REQUIRED TASK
Shift every bounding-box coordinate in the answers below up by 65 and write out all the records again, requests included. Leave the pictures out.

SOURCE MATERIAL
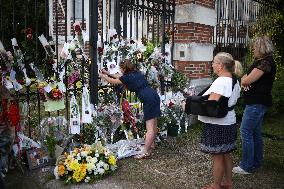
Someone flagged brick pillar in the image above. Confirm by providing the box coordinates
[173,0,216,79]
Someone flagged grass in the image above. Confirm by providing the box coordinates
[8,114,284,189]
[112,115,284,189]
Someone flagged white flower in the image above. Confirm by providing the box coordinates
[90,157,98,164]
[69,42,76,51]
[104,163,109,171]
[86,156,93,163]
[53,166,59,179]
[109,29,117,37]
[87,163,96,172]
[81,151,88,157]
[95,151,100,157]
[85,177,91,182]
[94,167,99,175]
[111,46,118,52]
[76,154,82,161]
[98,168,105,175]
[110,165,117,171]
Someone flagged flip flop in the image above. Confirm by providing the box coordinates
[134,153,151,159]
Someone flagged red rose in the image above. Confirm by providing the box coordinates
[26,28,33,40]
[75,24,82,33]
[98,47,104,55]
[168,101,174,108]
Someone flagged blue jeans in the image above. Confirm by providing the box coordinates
[240,104,267,172]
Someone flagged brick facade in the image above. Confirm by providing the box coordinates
[175,61,212,78]
[174,0,215,79]
[176,0,215,9]
[175,23,213,43]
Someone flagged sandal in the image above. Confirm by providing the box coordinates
[202,184,222,189]
[221,182,233,189]
[134,153,151,159]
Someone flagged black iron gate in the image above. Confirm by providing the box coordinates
[213,0,283,67]
[0,0,175,137]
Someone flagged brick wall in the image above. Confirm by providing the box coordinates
[176,0,215,9]
[175,23,213,43]
[175,61,212,78]
[174,0,215,79]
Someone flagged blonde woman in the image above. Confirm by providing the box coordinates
[99,59,161,159]
[198,52,242,189]
[233,36,276,174]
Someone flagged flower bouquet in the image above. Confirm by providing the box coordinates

REPLY
Someone flagged brick pillar in the image above. Confirm by providing the box coordinates
[238,65,281,144]
Someone flagged grass in the image above. Confirm by providing the box coordinates
[73,179,349,254]
[177,180,349,254]
Someone flagged white flower in the image above. Confirm by providing the box coordinates
[155,222,163,229]
[134,107,141,116]
[169,228,174,236]
[151,221,158,228]
[118,231,124,244]
[174,94,182,102]
[152,228,161,237]
[146,216,153,222]
[160,216,165,222]
[150,242,156,247]
[159,232,164,240]
[176,111,183,117]
[141,219,147,226]
[163,233,170,240]
[175,230,182,236]
Someone flagged flip flop in the image above. Confirm by providing the box coordinates
[199,218,216,224]
Someone flagged red rose in the image above. Confirm by providing the box coordinates
[91,93,98,105]
[140,89,147,98]
[163,112,169,120]
[233,166,239,173]
Someone flagged blue jeans in the image above. Confirm by providing the box coordinates
[305,169,332,237]
Someone flagged brick facade in the image above. Confirm by providing the box coordinates
[240,126,277,143]
[239,65,280,144]
[241,65,280,74]
[240,88,278,108]
Someone flagged sandal in the image above. Confirm by providing the box coordinates
[267,249,287,254]
[286,247,298,254]
[199,218,216,224]
Someone flagged black iron gate in the image above. Confirm by providing the box coordinates
[278,65,348,132]
[65,65,240,202]
Someone flagged brick wall in the image above. Confirm by providing the box coordinates
[241,65,280,74]
[240,88,278,108]
[240,126,277,143]
[239,65,280,144]
Someone flagged blonde woman in the image above. Confirm by providing the box coordinates
[164,124,226,224]
[263,117,307,254]
[298,101,341,239]
Someone flagged flower bouquet in the image above. Confirm by providing the box coordinates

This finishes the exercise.